- **Requirements**
Copy the records below word for word, omitting the pictures.

- **Exercise material**

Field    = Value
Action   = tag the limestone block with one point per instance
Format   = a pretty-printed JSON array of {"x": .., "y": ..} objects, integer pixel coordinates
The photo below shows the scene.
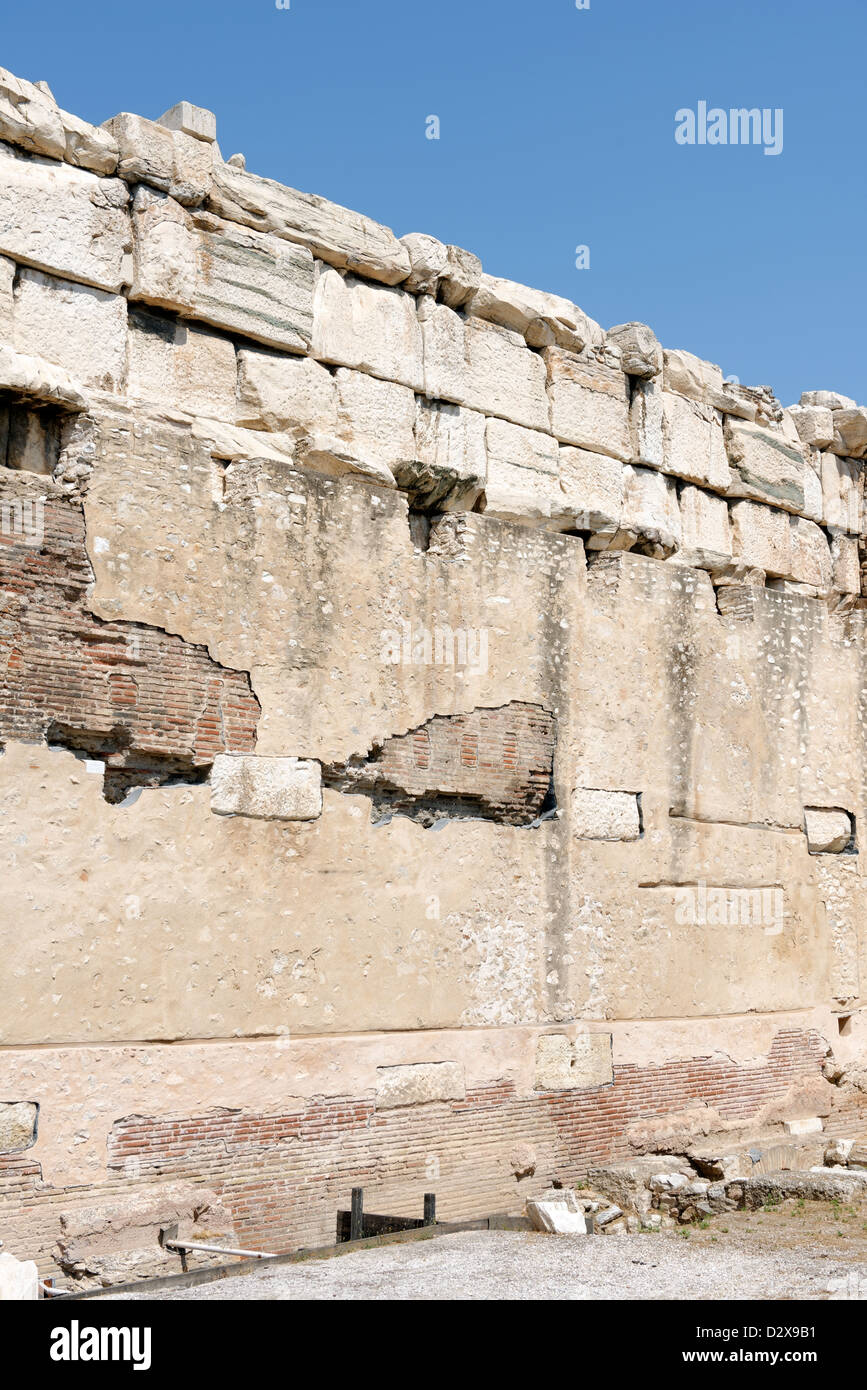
[
  {"x": 592, "y": 487},
  {"x": 828, "y": 831},
  {"x": 18, "y": 1279},
  {"x": 256, "y": 285},
  {"x": 691, "y": 375},
  {"x": 191, "y": 120},
  {"x": 460, "y": 278},
  {"x": 764, "y": 466},
  {"x": 377, "y": 416},
  {"x": 641, "y": 349},
  {"x": 564, "y": 1064},
  {"x": 31, "y": 118},
  {"x": 336, "y": 235},
  {"x": 851, "y": 432},
  {"x": 64, "y": 220},
  {"x": 542, "y": 319},
  {"x": 814, "y": 426},
  {"x": 167, "y": 159},
  {"x": 428, "y": 259},
  {"x": 706, "y": 530},
  {"x": 650, "y": 514},
  {"x": 556, "y": 1218},
  {"x": 368, "y": 327},
  {"x": 266, "y": 788},
  {"x": 179, "y": 366},
  {"x": 605, "y": 815},
  {"x": 842, "y": 484},
  {"x": 281, "y": 392},
  {"x": 694, "y": 442},
  {"x": 7, "y": 275},
  {"x": 418, "y": 1083},
  {"x": 845, "y": 565},
  {"x": 17, "y": 1126},
  {"x": 450, "y": 449},
  {"x": 81, "y": 328},
  {"x": 827, "y": 401},
  {"x": 589, "y": 402},
  {"x": 40, "y": 381},
  {"x": 481, "y": 366}
]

- **Answer for this exercise**
Field    = Value
Action   = tag the limestone block with one point per instance
Format   = a pretty-printed JSON array of {"x": .., "y": ..} objects, integer pixel coordinates
The photo below shows the scene.
[
  {"x": 592, "y": 487},
  {"x": 828, "y": 831},
  {"x": 18, "y": 1279},
  {"x": 256, "y": 285},
  {"x": 691, "y": 375},
  {"x": 191, "y": 120},
  {"x": 460, "y": 278},
  {"x": 764, "y": 466},
  {"x": 377, "y": 416},
  {"x": 641, "y": 349},
  {"x": 564, "y": 1064},
  {"x": 31, "y": 118},
  {"x": 336, "y": 235},
  {"x": 851, "y": 432},
  {"x": 64, "y": 220},
  {"x": 542, "y": 319},
  {"x": 814, "y": 426},
  {"x": 167, "y": 159},
  {"x": 428, "y": 259},
  {"x": 706, "y": 530},
  {"x": 650, "y": 514},
  {"x": 556, "y": 1218},
  {"x": 368, "y": 327},
  {"x": 266, "y": 788},
  {"x": 179, "y": 366},
  {"x": 605, "y": 815},
  {"x": 842, "y": 484},
  {"x": 281, "y": 392},
  {"x": 694, "y": 442},
  {"x": 7, "y": 275},
  {"x": 418, "y": 1083},
  {"x": 845, "y": 565},
  {"x": 17, "y": 1126},
  {"x": 450, "y": 449},
  {"x": 81, "y": 328},
  {"x": 827, "y": 401},
  {"x": 589, "y": 402},
  {"x": 40, "y": 381},
  {"x": 481, "y": 366}
]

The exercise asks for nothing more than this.